----- Supplied text

Seneca · a new plain-English translation from the Latin
The daylight has already felt its loss; it has shrunk back noticeably, though there is still a generous stretch of it for anyone who rises, so to speak, with the day itself. More dutiful still, and better, is the man who waits for it and catches the first light; disgraceful is the one who lies half-asleep when the sun is high, whose waking begins at midday — and for many, even that counts as before dawn. There are people who have flipped the functions of daylight and darkness, and do not open eyes heavy with yesterday's hangover until night begins to come on. Their condition is like that of the people whom nature, as Vergil says, has placed under our feet, on earth's far side,
and when the rising Sun first breathes on us with panting horses,
for them glowing Vesper is kindling his late lamps —
except that with these men it is not their region but their life that runs contrary to everyone. There are antipodeans in this very city who, as Marcus Cato says, have never once laid eyes on the sun coming up or going down. Do you imagine such men know how to live, when they don't know when to?

----------
----- Data extract

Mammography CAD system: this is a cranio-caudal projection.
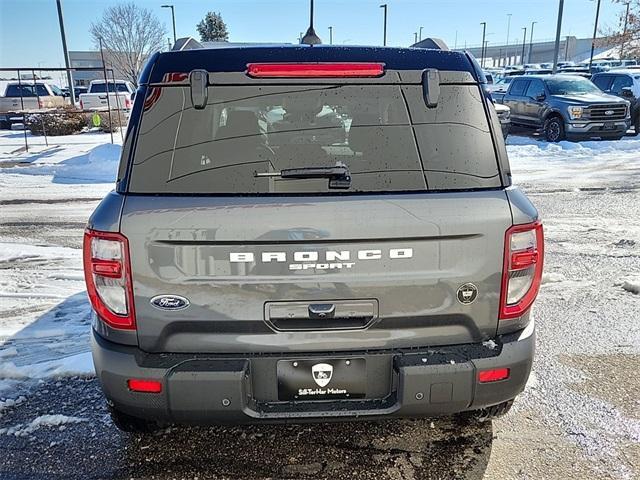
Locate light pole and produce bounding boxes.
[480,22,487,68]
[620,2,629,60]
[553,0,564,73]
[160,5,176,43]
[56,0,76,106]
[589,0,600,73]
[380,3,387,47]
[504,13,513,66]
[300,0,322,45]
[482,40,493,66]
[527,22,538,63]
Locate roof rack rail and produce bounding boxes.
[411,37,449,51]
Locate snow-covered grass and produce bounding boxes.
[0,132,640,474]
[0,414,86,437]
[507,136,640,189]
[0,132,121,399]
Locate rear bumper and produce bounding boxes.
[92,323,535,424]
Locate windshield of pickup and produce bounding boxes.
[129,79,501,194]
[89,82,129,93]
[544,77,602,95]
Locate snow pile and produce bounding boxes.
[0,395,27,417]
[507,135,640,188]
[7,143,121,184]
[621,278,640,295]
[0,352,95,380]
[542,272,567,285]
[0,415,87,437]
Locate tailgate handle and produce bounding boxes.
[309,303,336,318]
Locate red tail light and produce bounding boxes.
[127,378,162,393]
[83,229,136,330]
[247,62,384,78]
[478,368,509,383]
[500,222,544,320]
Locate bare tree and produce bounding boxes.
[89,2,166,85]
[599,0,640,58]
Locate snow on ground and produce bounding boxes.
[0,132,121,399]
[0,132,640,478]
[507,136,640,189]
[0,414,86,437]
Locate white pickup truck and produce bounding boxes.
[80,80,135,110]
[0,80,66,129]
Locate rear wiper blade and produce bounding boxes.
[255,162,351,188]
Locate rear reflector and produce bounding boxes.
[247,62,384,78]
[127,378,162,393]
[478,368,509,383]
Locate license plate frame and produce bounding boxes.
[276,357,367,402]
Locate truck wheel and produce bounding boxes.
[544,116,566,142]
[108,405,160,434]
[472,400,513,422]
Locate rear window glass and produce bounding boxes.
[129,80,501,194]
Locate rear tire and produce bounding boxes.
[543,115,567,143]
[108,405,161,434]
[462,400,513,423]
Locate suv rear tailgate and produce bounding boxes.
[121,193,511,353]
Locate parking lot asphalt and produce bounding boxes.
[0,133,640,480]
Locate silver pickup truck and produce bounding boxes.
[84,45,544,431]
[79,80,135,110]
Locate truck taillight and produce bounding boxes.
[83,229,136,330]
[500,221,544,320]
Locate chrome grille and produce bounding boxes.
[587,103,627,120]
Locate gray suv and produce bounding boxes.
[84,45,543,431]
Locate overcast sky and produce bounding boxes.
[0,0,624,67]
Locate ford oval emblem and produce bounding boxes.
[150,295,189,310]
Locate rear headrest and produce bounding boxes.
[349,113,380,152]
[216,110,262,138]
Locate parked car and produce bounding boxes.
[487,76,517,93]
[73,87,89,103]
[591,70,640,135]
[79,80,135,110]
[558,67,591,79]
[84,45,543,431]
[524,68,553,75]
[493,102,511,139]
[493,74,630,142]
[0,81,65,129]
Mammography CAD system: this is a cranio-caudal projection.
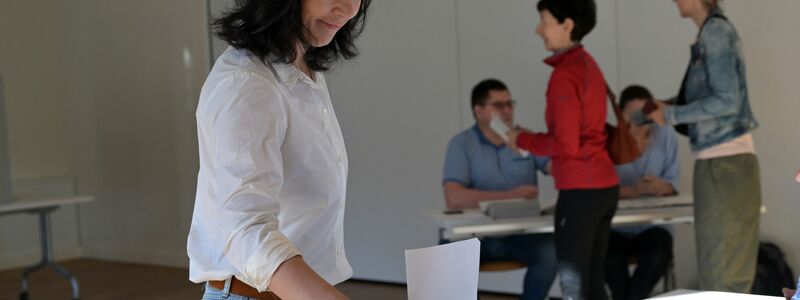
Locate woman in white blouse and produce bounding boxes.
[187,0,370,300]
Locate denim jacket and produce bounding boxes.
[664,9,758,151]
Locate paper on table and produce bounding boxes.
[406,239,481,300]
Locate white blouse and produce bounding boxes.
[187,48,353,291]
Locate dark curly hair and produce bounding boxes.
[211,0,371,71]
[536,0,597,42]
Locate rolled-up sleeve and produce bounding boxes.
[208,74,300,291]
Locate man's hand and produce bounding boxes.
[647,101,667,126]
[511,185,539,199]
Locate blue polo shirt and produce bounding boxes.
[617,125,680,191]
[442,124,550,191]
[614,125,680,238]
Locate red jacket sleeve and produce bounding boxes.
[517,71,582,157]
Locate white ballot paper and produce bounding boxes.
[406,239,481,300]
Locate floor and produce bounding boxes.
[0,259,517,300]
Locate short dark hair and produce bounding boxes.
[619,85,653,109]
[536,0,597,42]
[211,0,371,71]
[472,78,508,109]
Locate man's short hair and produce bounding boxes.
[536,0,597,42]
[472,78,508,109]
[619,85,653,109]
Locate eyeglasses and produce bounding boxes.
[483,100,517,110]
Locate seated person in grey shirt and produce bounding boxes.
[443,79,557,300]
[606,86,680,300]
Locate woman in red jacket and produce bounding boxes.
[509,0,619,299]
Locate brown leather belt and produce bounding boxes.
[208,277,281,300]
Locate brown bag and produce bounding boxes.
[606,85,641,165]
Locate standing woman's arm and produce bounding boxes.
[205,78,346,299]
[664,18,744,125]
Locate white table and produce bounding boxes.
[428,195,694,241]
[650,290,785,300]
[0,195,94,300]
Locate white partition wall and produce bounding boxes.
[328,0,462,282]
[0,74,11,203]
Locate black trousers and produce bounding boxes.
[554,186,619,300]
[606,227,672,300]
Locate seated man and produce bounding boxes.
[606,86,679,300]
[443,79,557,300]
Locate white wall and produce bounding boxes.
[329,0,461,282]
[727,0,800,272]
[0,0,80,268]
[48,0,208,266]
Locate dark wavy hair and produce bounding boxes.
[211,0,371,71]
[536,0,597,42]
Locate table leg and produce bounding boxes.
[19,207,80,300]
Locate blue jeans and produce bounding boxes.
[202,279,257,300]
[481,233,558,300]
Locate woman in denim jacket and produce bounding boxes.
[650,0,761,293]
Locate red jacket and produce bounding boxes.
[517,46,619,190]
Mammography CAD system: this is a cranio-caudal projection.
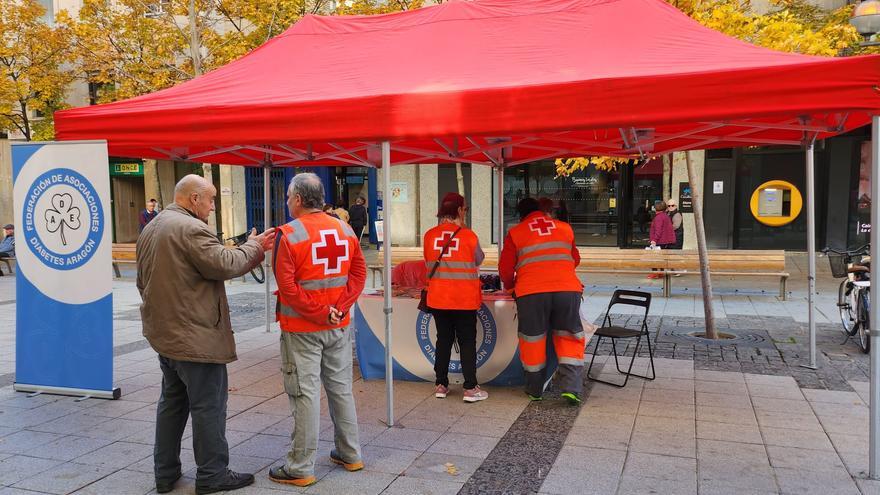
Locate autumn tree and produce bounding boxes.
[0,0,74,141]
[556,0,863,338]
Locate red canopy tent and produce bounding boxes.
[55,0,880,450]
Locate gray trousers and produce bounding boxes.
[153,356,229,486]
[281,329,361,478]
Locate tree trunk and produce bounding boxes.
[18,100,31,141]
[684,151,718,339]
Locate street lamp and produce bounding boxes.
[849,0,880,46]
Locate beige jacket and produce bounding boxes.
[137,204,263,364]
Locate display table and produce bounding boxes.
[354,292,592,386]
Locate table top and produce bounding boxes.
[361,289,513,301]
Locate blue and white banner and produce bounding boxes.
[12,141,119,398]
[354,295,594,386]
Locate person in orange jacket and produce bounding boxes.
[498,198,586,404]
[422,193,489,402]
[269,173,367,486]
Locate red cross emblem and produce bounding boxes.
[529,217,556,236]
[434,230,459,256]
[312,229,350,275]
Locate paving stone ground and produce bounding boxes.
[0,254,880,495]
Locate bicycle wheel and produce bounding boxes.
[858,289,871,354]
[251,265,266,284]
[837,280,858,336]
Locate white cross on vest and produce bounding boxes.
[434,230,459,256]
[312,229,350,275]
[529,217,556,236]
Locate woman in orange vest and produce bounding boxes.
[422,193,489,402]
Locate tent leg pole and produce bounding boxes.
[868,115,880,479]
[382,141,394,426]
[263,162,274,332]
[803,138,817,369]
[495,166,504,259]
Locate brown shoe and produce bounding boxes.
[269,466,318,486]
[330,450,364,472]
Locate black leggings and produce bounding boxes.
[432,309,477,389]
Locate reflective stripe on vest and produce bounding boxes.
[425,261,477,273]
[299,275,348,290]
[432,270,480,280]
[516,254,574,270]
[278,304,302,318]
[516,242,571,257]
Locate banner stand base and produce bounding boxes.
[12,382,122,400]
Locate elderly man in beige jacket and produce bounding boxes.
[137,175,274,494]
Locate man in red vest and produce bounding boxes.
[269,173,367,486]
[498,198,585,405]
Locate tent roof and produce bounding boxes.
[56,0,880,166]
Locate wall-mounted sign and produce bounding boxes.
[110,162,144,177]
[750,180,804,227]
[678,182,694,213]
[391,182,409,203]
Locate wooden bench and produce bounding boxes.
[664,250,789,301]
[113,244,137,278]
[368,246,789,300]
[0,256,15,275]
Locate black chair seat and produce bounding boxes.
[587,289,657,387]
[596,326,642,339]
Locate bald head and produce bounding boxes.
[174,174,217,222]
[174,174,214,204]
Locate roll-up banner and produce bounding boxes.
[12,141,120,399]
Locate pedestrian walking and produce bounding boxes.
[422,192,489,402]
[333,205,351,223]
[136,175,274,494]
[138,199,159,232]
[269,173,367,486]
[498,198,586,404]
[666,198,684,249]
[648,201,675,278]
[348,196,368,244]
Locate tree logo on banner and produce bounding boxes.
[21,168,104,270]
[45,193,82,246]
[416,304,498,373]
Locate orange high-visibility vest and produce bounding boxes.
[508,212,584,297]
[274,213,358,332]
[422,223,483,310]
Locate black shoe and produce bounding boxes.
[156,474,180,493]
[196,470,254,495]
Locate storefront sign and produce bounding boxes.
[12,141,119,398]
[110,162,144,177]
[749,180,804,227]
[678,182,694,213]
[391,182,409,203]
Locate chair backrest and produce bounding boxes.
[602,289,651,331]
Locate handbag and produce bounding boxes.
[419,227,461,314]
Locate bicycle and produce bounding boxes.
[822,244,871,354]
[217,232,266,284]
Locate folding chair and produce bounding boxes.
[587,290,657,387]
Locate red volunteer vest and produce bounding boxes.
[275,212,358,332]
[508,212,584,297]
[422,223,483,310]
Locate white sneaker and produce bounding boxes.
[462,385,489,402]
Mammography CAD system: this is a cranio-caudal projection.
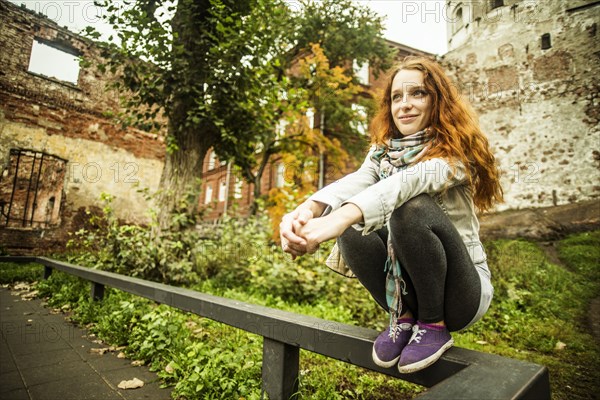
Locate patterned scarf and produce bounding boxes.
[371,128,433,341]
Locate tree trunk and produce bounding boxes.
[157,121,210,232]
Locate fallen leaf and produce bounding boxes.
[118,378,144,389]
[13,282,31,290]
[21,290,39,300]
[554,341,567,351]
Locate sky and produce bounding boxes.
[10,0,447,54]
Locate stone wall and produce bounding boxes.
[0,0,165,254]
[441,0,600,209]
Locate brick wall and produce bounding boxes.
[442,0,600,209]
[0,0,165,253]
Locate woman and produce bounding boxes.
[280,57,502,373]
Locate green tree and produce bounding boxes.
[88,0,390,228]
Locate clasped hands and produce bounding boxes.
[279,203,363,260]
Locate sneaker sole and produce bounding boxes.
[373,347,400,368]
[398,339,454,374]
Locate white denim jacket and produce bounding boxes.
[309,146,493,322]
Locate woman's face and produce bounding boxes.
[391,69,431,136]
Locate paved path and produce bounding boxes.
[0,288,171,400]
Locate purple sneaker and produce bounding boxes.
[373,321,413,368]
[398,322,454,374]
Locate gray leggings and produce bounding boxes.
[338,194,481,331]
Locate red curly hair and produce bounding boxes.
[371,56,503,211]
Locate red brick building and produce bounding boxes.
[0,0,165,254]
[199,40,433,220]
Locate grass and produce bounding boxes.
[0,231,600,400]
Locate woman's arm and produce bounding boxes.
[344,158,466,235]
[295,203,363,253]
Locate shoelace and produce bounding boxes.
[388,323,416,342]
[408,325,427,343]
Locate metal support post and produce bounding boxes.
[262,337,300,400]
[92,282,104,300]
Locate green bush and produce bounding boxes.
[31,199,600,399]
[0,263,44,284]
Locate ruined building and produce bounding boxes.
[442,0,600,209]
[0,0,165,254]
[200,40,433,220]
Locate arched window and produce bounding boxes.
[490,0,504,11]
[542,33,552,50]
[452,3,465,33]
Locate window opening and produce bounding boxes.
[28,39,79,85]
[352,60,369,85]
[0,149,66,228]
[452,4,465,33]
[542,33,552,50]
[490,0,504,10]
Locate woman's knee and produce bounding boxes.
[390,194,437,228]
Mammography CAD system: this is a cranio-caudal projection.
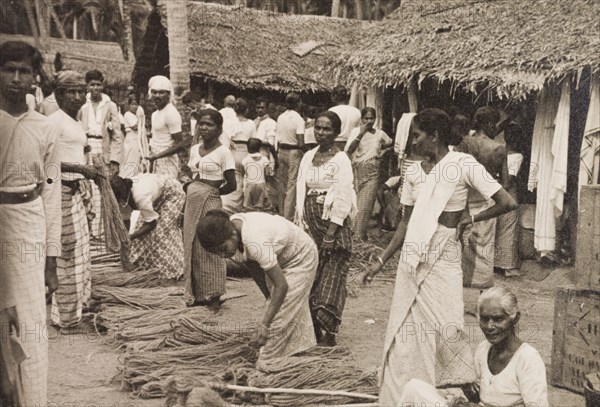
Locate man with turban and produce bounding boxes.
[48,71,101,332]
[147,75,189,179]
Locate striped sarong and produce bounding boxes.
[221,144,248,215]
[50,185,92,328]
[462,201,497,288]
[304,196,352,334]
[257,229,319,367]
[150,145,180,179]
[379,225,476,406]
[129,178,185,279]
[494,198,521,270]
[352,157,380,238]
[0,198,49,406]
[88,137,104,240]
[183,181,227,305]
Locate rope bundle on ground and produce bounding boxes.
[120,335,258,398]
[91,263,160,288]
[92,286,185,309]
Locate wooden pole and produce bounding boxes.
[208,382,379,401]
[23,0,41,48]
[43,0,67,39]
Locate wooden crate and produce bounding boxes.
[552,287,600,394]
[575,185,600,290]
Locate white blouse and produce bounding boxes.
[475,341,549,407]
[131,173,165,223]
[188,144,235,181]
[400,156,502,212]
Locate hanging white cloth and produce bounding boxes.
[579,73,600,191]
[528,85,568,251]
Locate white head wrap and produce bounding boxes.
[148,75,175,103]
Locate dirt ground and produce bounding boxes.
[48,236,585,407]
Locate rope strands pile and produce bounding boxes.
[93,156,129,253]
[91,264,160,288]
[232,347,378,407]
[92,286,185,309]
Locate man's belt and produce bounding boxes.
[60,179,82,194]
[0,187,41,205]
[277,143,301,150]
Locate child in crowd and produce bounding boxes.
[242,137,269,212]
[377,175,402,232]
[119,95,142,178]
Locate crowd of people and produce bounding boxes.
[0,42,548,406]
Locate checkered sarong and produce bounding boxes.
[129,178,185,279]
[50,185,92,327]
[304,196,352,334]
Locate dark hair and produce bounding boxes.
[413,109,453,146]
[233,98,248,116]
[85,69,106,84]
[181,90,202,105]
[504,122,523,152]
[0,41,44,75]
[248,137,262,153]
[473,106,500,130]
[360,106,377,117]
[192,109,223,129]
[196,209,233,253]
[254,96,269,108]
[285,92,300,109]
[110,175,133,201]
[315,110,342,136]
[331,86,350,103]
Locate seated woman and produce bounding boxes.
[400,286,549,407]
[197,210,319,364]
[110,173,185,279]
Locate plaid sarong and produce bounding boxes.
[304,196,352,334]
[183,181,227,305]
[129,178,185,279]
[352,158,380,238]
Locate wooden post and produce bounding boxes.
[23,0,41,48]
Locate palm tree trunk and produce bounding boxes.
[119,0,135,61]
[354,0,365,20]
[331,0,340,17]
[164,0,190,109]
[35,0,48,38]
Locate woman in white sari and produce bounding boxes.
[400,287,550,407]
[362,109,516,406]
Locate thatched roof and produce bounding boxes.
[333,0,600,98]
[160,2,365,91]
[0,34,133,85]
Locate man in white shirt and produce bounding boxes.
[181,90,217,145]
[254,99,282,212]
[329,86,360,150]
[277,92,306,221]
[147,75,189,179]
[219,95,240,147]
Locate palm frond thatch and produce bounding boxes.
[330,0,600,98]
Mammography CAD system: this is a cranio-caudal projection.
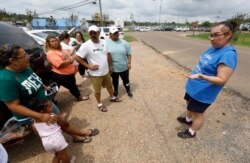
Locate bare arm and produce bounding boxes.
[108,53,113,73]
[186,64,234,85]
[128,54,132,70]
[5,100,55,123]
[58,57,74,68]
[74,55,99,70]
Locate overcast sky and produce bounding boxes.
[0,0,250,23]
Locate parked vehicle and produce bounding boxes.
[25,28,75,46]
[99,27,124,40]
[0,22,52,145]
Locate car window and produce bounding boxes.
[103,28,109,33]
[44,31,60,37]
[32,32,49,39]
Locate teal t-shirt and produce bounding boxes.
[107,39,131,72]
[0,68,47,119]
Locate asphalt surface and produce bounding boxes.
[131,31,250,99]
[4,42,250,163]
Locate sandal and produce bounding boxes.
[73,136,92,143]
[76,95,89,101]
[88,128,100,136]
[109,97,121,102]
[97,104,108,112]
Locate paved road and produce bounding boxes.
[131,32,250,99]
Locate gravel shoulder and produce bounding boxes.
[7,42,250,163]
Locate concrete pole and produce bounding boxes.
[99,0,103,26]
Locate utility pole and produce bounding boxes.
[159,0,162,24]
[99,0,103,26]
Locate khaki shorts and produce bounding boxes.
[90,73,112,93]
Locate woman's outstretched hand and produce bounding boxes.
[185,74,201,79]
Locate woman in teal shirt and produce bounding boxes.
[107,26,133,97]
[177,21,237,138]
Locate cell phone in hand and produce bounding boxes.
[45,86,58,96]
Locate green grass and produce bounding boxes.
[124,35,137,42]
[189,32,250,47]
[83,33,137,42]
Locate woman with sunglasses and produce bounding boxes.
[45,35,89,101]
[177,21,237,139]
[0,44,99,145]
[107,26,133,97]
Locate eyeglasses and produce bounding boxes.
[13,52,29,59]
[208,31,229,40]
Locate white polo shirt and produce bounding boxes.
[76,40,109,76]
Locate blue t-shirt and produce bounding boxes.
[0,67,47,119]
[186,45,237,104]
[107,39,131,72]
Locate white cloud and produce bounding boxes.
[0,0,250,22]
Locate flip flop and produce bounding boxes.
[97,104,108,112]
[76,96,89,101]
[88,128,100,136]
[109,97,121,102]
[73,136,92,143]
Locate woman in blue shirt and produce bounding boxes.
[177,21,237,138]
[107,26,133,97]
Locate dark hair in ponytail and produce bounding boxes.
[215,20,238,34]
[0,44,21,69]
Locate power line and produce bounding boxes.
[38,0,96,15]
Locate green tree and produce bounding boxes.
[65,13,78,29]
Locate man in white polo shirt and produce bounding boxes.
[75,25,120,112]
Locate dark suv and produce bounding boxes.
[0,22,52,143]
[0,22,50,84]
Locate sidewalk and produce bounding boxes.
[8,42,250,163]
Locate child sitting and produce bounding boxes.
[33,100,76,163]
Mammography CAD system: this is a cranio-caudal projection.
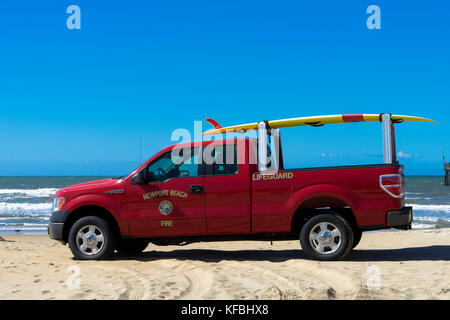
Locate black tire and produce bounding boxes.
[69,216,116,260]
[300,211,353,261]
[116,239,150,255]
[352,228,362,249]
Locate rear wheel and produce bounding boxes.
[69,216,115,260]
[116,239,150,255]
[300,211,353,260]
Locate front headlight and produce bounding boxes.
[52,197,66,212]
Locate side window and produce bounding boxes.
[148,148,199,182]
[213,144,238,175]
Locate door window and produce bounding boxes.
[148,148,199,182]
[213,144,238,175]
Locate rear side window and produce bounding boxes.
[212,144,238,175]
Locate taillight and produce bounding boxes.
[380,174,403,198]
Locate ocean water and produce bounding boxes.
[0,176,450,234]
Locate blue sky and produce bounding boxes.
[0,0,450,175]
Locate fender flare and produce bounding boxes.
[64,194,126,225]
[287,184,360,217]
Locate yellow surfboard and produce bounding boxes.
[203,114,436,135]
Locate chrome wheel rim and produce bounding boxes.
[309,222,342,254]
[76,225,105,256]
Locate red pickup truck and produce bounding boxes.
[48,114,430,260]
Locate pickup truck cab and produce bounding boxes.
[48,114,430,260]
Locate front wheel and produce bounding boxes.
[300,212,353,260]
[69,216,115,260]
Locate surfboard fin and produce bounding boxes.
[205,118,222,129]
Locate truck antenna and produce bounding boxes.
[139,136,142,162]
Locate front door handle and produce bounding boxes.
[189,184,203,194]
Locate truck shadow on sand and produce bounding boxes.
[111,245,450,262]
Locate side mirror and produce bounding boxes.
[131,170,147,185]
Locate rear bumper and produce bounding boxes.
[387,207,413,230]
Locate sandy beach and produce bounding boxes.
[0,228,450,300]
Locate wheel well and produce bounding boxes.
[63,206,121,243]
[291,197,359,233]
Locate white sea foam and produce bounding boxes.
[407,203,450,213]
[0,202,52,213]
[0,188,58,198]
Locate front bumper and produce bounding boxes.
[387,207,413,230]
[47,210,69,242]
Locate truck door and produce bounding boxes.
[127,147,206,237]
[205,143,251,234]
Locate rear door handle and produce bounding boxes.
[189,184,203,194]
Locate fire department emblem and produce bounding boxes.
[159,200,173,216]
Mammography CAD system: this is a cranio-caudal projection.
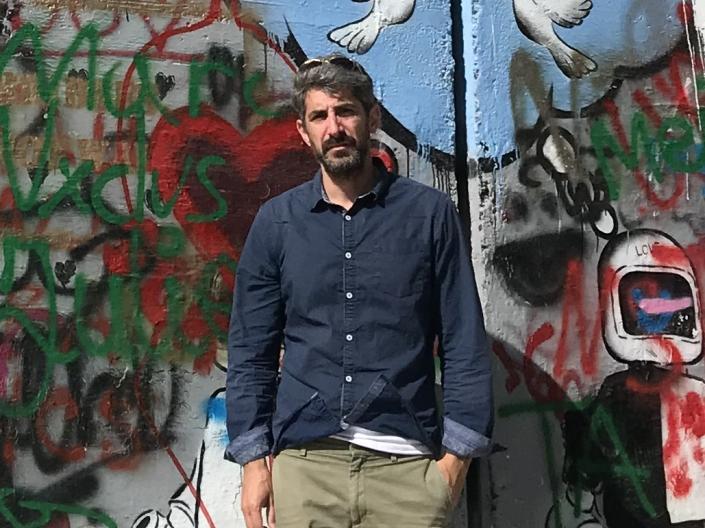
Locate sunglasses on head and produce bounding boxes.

----------

--- List of tasks ---
(1) Rewrite everything in the listing from the line containing "Locate white sneaker" down to the line containing "[157,121,210,232]", with "produce" replaced by "draw" and nothing else changed. Leave the pictures out.
(2) Extend the passage about people who sleep through the daylight, picking up after its final sentence.

--- In response ---
(1)
Locate white sneaker and draw bounding boxes.
[462,385,489,402]
Mammography CAD system: this is a cranio-caudal projection.
Locate patterned scarf and draw bounding boxes.
[371,128,433,341]
Locate tree trunk and draw bounding boxes.
[157,121,210,232]

(2)
And do these people fear death — the very thing they have buried themselves alive in? They are as ill-omened as the birds of the night. Though they spend their darkness amid wine and perfume, though they use up the whole span of their backwards waking on banquets cooked up into course after course, they are not dining; they are performing their own funeral rites. The dead, at least, get their offerings by day. But truly, no day is long to a man in action. Let us stretch our life: its duty and its proof lie in activity. Cut the night short, and carry some of it over into the day. Birds being fattened for the table are kept in the dark so that they plump easily without moving; just so, in bodies that lie about without any exercise, swelling invades the idle flesh and a sluggish fat creeps up in their pampered shade. And the bodies of these men who have consecrated themselves to darkness are foul to look at — their color is more alarming than that of the sick and pale, since illness at least explains those. Limp and washed out, they are white, and on living men the flesh is corpse-flesh. Yet I would call that the least of their evils: how much more darkness there is in the soul! Inside, such a man is stupefied at himself, he gropes in fog, he envies the blind. Whoever had eyes for the sake of the dark?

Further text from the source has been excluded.